__EXERCISE PROMPT__:
Print exactly what the entries say, line by line, from the first line down to the one with "query: Where is the blurred background", inclusive.

__EXTRACTED DATA__:
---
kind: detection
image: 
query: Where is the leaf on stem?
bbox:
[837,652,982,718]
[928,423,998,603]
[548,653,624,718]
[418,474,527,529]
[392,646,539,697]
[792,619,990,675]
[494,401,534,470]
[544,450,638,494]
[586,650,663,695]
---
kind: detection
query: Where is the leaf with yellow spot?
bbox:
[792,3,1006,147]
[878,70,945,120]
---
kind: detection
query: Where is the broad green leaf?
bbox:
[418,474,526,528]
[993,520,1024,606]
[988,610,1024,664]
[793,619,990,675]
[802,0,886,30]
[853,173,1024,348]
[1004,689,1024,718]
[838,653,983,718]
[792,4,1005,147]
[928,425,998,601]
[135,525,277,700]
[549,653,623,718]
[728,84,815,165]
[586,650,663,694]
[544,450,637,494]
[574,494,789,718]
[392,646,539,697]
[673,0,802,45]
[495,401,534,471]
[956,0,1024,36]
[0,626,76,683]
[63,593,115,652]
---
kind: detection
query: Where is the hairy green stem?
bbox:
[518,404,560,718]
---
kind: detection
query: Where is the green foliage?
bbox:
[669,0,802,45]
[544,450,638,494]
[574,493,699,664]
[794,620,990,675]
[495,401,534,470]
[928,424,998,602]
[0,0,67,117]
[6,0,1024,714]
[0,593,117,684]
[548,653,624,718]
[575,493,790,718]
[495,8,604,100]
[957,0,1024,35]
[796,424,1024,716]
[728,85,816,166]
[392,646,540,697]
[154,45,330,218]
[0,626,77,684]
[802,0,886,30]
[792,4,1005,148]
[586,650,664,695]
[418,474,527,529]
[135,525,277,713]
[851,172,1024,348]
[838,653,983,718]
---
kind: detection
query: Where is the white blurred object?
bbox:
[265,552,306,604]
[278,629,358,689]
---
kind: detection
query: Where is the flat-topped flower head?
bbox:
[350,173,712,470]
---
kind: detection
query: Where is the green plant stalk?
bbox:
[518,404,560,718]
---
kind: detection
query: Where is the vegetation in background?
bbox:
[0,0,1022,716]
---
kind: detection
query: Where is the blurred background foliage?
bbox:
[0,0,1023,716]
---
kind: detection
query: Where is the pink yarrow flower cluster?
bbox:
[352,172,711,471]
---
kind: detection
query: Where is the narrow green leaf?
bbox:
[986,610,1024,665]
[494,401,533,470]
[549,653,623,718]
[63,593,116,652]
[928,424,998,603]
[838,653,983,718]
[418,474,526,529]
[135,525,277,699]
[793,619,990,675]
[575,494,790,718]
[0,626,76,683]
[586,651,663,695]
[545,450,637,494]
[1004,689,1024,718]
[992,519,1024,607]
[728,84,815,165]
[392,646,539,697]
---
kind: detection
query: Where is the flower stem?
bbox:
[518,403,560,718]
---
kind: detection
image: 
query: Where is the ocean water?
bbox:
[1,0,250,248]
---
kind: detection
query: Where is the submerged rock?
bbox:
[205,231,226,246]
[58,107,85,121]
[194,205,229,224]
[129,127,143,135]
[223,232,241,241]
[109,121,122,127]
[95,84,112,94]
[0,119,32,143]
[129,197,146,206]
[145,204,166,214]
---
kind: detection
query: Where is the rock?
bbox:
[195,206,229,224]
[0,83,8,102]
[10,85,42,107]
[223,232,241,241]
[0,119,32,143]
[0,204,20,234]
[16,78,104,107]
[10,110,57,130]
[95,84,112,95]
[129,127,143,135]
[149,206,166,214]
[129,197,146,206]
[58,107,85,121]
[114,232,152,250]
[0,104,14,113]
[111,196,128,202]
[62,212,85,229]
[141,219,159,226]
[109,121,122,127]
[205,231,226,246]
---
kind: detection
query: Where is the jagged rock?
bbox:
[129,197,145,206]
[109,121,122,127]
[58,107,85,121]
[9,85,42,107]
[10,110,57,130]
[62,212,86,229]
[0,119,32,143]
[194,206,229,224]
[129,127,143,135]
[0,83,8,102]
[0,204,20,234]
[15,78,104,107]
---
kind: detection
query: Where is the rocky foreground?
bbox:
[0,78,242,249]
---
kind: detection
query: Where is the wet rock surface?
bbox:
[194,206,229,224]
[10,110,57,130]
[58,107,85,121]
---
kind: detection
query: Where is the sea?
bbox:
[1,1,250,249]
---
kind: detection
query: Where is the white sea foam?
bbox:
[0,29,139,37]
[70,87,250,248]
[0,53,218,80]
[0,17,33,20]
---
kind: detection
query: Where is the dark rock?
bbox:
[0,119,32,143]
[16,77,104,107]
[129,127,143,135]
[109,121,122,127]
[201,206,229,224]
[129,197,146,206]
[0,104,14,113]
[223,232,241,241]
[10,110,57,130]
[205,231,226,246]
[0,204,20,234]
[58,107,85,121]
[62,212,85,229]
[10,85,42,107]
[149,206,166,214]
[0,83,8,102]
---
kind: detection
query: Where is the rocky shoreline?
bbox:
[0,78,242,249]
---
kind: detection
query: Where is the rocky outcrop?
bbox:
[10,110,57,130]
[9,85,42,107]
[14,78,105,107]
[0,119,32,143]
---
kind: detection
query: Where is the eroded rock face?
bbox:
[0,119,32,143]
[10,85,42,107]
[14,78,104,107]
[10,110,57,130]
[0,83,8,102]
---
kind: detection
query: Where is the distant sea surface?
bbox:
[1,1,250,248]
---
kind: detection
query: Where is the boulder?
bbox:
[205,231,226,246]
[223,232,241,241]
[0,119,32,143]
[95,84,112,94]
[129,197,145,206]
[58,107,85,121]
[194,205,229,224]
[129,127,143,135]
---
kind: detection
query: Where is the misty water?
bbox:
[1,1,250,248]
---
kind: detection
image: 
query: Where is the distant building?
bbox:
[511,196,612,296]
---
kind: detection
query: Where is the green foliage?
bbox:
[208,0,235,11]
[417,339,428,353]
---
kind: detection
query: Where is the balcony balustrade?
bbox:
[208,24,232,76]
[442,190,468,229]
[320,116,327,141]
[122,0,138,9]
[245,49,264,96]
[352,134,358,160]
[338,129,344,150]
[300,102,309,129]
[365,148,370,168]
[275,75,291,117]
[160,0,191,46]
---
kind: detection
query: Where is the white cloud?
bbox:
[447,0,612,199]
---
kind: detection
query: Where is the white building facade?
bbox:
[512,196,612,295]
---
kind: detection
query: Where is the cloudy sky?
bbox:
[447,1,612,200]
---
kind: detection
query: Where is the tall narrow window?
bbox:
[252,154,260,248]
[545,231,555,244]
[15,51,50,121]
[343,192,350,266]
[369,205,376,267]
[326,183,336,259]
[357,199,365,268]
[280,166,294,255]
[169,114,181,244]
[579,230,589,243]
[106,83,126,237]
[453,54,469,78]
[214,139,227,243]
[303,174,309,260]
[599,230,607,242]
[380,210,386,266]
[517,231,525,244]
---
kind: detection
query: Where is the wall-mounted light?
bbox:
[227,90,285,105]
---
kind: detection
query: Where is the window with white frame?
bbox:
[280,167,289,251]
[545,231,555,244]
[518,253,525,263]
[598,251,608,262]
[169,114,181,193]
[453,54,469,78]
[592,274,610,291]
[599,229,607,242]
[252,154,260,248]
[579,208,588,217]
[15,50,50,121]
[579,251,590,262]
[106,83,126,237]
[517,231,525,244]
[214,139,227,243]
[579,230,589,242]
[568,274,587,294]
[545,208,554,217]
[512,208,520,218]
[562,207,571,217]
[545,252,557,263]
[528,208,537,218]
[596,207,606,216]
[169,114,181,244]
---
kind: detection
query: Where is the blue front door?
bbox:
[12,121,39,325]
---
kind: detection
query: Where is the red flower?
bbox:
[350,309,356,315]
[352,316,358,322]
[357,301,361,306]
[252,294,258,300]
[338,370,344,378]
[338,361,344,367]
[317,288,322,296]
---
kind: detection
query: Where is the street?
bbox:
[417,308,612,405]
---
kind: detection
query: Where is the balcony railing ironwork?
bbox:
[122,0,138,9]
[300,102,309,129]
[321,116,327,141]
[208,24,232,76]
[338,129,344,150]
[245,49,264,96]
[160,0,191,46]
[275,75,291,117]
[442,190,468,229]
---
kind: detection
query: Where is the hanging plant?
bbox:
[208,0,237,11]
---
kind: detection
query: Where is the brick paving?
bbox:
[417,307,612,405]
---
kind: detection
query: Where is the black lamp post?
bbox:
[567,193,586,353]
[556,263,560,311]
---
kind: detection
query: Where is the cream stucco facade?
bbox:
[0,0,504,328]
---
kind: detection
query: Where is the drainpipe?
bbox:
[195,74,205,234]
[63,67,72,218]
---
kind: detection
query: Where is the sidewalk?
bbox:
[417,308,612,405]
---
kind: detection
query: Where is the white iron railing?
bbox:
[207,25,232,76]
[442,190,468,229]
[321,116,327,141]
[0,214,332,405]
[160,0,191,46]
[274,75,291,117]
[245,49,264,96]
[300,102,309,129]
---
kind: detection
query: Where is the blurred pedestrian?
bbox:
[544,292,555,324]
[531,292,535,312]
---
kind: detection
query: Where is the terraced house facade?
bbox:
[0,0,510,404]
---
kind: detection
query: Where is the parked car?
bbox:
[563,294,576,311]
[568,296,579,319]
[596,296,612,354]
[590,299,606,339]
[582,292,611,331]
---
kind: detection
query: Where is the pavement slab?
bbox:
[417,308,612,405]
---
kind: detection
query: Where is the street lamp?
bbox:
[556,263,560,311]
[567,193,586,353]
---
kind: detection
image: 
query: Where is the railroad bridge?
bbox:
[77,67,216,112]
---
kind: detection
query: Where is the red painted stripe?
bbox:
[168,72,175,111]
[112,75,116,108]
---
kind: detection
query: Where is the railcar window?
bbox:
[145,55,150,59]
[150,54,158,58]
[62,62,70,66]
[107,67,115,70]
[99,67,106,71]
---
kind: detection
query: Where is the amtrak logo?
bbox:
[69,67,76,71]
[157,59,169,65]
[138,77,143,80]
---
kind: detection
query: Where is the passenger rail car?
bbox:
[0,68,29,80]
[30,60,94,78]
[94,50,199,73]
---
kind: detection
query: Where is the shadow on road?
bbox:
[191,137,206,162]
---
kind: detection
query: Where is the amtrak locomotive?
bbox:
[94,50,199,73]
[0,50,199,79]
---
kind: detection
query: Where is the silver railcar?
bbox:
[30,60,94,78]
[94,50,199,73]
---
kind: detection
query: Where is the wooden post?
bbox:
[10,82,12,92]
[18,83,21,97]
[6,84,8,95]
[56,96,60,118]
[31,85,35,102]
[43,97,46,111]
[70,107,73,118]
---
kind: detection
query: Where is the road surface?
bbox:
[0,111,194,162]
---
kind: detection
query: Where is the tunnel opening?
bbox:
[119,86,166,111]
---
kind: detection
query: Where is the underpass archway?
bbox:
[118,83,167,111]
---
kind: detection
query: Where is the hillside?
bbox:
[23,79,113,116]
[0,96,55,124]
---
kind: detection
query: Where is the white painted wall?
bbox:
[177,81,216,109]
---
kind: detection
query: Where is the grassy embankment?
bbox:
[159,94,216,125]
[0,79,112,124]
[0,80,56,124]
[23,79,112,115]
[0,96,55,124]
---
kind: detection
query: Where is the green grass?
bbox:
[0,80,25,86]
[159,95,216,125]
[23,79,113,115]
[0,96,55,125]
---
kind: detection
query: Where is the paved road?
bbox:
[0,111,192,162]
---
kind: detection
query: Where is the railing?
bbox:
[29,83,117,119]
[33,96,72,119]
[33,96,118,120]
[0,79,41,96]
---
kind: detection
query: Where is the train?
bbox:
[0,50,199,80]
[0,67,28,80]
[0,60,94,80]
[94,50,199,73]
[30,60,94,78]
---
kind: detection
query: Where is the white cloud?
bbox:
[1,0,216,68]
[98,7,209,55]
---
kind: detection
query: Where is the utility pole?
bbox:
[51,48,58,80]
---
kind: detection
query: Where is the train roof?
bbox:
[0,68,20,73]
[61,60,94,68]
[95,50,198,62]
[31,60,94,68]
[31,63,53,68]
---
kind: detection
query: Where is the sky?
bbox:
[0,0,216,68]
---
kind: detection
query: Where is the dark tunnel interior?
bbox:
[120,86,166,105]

__OUTPUT OF THE EXERCISE__:
---
kind: detection
image: 
query: Where is the leaf on stem?
bbox:
[837,652,982,718]
[928,423,998,603]
[548,653,624,718]
[418,474,527,529]
[392,646,539,697]
[792,619,990,675]
[494,401,534,470]
[544,450,638,494]
[586,650,663,695]
---
kind: detection
query: Where is the leaf with yellow spot?
bbox:
[792,3,1006,147]
[878,70,945,120]
---
kind: detection
query: Where is the broad green leaf?
bbox:
[418,474,526,528]
[993,520,1024,606]
[988,610,1024,664]
[793,619,990,675]
[802,0,886,30]
[853,173,1024,348]
[1004,689,1024,718]
[838,653,983,718]
[792,4,1005,147]
[928,425,998,601]
[135,525,277,700]
[549,653,623,718]
[728,84,815,165]
[586,650,663,694]
[544,450,637,494]
[574,494,789,718]
[392,646,539,697]
[673,0,802,45]
[495,401,534,471]
[956,0,1024,36]
[0,626,76,683]
[63,593,115,652]
---
kind: detection
query: Where is the hairy green stem?
bbox:
[518,404,560,718]
---
kind: detection
query: Where is the green foliage?
bbox:
[669,0,802,45]
[544,450,638,494]
[574,493,699,664]
[794,620,990,675]
[495,401,534,470]
[928,424,998,602]
[0,0,67,117]
[6,0,1024,714]
[0,593,117,684]
[548,653,624,718]
[575,493,790,718]
[495,8,604,100]
[957,0,1024,35]
[796,424,1024,716]
[728,85,816,166]
[392,646,540,697]
[154,45,330,218]
[0,626,77,684]
[802,0,886,30]
[792,4,1005,148]
[586,650,664,695]
[418,474,527,529]
[135,525,277,713]
[851,172,1024,348]
[838,653,983,718]
---
kind: detection
query: Where is the white blurred object?
bbox:
[265,552,306,604]
[278,629,358,689]
---
kind: detection
query: Where is the flat-topped flower head?
bbox:
[350,173,712,470]
---
kind: detection
query: Where is the green plant stalk?
bbox:
[518,404,560,718]
---
kind: detection
query: Where is the vegetation in background?
bbox:
[0,0,1022,716]
---
kind: detection
query: Where is the blurred background foliage?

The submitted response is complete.